• _EXTRACTED ENTRIES_:
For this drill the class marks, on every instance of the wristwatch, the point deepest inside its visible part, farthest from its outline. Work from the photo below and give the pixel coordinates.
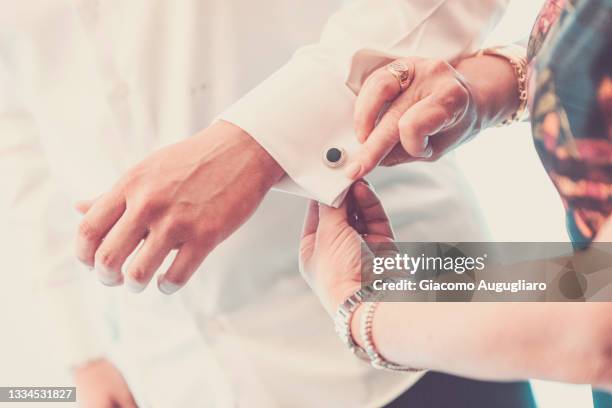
(517, 57)
(344, 316)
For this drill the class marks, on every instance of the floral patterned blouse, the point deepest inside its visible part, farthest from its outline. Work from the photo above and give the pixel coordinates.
(570, 101)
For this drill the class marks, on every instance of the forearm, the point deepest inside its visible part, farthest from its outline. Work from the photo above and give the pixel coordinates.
(497, 341)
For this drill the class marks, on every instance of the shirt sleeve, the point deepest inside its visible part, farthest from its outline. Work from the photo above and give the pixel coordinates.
(306, 107)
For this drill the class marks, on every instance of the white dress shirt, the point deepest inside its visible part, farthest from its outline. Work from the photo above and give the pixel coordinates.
(95, 86)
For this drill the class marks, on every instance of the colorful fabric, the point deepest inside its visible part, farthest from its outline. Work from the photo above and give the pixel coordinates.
(570, 100)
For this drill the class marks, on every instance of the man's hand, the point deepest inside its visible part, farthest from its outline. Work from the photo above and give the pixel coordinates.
(100, 385)
(188, 196)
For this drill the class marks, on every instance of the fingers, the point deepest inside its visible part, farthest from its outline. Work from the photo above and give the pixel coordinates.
(118, 244)
(95, 225)
(146, 262)
(84, 205)
(312, 219)
(187, 260)
(421, 120)
(371, 211)
(380, 87)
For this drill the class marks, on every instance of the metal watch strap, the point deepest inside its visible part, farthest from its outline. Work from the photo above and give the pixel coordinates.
(377, 361)
(344, 316)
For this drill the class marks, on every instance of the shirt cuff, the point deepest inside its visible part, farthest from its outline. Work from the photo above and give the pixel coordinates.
(299, 114)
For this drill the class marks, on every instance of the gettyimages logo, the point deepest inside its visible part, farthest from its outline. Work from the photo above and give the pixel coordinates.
(448, 259)
(488, 272)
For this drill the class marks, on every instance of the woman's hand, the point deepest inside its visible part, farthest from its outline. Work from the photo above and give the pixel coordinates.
(330, 249)
(442, 107)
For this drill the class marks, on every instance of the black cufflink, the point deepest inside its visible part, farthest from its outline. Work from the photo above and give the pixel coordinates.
(334, 157)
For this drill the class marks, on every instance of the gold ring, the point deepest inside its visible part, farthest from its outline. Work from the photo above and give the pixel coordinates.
(402, 72)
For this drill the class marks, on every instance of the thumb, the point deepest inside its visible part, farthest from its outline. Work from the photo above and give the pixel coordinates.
(332, 218)
(124, 398)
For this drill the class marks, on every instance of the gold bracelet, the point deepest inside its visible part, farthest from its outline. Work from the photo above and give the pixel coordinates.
(517, 57)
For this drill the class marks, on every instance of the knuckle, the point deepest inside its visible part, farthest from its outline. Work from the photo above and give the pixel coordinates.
(87, 231)
(451, 102)
(177, 228)
(177, 279)
(438, 66)
(392, 118)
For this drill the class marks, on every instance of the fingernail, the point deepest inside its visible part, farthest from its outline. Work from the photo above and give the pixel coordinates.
(109, 278)
(167, 288)
(427, 151)
(134, 286)
(352, 170)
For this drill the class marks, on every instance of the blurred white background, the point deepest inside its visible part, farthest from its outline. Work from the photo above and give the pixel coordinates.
(516, 196)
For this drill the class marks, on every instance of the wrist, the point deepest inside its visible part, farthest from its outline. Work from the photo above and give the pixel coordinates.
(492, 83)
(266, 166)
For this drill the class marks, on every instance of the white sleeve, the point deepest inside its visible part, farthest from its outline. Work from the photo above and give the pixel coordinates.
(36, 214)
(306, 107)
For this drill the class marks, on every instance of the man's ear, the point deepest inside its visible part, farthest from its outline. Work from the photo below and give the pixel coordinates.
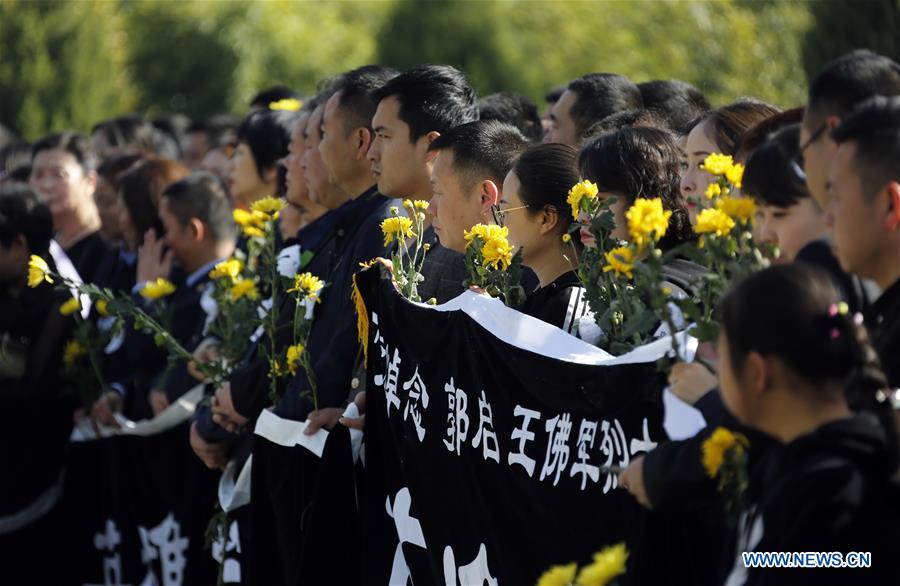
(363, 138)
(490, 196)
(198, 229)
(549, 220)
(893, 219)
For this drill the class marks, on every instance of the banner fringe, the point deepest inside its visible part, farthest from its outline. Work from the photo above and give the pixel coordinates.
(362, 320)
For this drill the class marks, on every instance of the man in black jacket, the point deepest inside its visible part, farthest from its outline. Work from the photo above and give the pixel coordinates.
(34, 406)
(864, 215)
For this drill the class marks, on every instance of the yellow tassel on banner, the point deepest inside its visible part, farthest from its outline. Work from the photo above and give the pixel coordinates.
(362, 320)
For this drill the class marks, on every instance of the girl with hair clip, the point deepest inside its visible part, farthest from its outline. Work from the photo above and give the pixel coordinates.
(796, 366)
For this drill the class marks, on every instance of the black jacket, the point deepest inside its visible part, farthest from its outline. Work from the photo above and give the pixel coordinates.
(827, 491)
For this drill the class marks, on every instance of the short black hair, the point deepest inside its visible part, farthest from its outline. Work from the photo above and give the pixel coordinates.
(675, 101)
(600, 94)
(552, 96)
(128, 130)
(626, 119)
(774, 172)
(640, 162)
(202, 195)
(273, 94)
(267, 133)
(728, 123)
(356, 87)
(513, 108)
(22, 212)
(546, 173)
(433, 98)
(848, 80)
(482, 149)
(874, 125)
(74, 143)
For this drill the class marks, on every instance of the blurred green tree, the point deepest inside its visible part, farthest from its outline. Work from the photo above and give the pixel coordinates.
(61, 65)
(840, 27)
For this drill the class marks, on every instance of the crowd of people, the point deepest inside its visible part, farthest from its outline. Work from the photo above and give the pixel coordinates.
(807, 363)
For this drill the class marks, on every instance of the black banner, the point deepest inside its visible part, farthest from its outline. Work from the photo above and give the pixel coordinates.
(135, 510)
(489, 442)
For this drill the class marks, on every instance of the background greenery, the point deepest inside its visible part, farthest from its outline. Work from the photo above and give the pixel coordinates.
(67, 63)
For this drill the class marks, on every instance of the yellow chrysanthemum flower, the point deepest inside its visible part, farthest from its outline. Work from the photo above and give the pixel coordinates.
(647, 221)
(579, 192)
(742, 209)
(735, 175)
(496, 250)
(715, 447)
(718, 164)
(270, 206)
(608, 563)
(307, 284)
(70, 306)
(158, 288)
(286, 104)
(103, 307)
(293, 357)
(713, 191)
(230, 268)
(37, 271)
(714, 221)
(73, 351)
(244, 288)
(396, 228)
(620, 260)
(559, 575)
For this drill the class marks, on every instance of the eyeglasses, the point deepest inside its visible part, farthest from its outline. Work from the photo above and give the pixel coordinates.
(499, 214)
(814, 137)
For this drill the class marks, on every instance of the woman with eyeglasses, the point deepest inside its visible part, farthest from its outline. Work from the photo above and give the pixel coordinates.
(534, 209)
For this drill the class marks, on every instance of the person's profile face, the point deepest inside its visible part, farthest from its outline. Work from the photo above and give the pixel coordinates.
(694, 179)
(852, 215)
(394, 157)
(60, 181)
(455, 209)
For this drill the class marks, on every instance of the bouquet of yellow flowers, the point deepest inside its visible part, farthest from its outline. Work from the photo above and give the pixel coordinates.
(607, 564)
(408, 257)
(725, 460)
(623, 280)
(120, 306)
(725, 246)
(491, 264)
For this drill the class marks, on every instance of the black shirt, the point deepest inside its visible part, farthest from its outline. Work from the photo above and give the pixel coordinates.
(826, 491)
(560, 303)
(882, 319)
(87, 254)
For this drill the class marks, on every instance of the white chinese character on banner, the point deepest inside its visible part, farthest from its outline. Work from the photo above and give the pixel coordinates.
(457, 420)
(224, 545)
(613, 445)
(388, 381)
(379, 339)
(558, 429)
(524, 436)
(485, 435)
(586, 436)
(164, 542)
(107, 542)
(645, 444)
(408, 531)
(476, 573)
(417, 393)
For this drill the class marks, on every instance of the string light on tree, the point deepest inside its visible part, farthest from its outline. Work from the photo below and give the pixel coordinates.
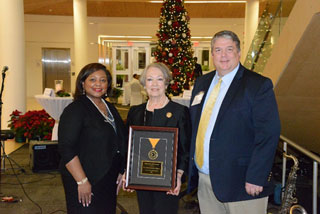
(174, 46)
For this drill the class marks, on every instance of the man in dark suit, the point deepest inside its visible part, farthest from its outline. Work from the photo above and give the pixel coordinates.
(234, 141)
(197, 68)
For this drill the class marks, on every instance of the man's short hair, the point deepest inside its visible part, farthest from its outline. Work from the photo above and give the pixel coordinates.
(228, 35)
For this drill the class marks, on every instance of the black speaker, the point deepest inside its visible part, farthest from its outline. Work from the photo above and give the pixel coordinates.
(44, 156)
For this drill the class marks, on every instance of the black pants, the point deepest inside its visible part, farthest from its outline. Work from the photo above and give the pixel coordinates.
(104, 199)
(153, 202)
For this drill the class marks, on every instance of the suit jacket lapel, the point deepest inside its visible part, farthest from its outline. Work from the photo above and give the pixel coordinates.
(205, 84)
(231, 93)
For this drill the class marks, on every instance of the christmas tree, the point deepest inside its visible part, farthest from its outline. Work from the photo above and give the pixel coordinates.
(174, 46)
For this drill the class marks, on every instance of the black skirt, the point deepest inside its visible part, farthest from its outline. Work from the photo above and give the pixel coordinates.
(103, 200)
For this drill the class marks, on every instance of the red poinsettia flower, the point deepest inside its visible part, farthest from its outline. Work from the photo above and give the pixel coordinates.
(32, 125)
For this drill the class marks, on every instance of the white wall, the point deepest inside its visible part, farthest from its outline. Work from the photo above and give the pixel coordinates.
(57, 32)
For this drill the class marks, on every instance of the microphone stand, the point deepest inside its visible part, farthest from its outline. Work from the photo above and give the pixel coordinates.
(4, 155)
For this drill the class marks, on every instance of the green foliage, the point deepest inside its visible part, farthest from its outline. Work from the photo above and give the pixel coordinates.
(174, 46)
(205, 67)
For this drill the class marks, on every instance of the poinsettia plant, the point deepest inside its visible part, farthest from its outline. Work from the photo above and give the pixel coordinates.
(33, 125)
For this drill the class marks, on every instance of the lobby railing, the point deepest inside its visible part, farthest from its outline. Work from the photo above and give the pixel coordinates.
(313, 157)
(268, 31)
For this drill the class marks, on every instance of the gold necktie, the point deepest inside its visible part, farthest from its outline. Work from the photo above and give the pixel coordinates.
(204, 121)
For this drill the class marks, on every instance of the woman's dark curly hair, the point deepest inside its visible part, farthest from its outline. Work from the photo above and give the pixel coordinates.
(85, 72)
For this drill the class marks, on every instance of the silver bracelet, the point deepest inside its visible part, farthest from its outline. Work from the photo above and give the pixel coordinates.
(82, 181)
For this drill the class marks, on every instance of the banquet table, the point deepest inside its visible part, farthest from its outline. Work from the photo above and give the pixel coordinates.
(54, 106)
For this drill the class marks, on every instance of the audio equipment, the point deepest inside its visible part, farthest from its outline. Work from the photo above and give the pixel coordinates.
(44, 156)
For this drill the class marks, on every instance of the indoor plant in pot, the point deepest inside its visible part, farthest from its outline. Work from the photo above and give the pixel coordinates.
(33, 125)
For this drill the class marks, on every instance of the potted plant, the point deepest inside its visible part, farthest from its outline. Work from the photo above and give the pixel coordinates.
(33, 125)
(115, 93)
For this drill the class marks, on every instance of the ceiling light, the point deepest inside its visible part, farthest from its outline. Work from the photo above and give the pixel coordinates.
(201, 37)
(129, 37)
(204, 2)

• _DESCRIPTION OF THE TASK_:
The answer should consist only of the lines from the one containing "of the potted" through the last line of the data, given again exactly.

• _WRITTEN RESPONSE_:
For this drill the class marks, on every instance of the potted plant, the point deepest inside its visible part, farthest from its outline. Work from the photo above and give the pixel coordinates.
(33, 125)
(115, 93)
For this drill the class marks, on every instance of the ceiling light, the point deepest inside its visible part, farthest from its outline. Work from the photo above and give the pixel coordinates.
(201, 37)
(129, 37)
(204, 2)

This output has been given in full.